*STORED DATA*:
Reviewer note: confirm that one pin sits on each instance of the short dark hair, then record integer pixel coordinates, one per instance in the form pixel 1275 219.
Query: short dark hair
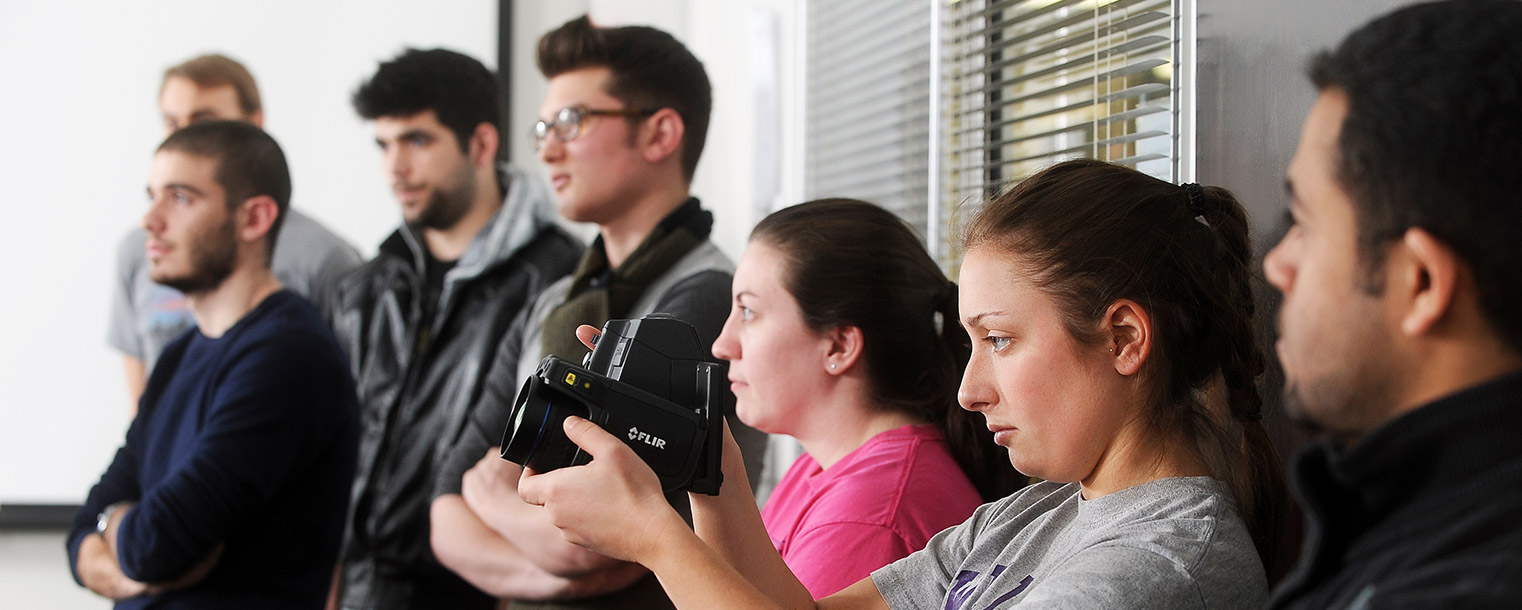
pixel 218 70
pixel 1432 139
pixel 652 70
pixel 460 90
pixel 248 163
pixel 853 263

*EXERCISE*: Render every line of the items as a JSON list of strings, one string per line, with blank lines omitted. Leave the pictures out.

*RESULT OF THE EXERCISE*:
[
  "Reviewer note: confirm that one pin sits on each instance of the short dark hair, then record integer pixel coordinates, one per instance in the form pixel 1275 219.",
  "Query: short dark hair",
  "pixel 218 70",
  "pixel 1432 139",
  "pixel 652 70",
  "pixel 460 90",
  "pixel 248 163",
  "pixel 853 263"
]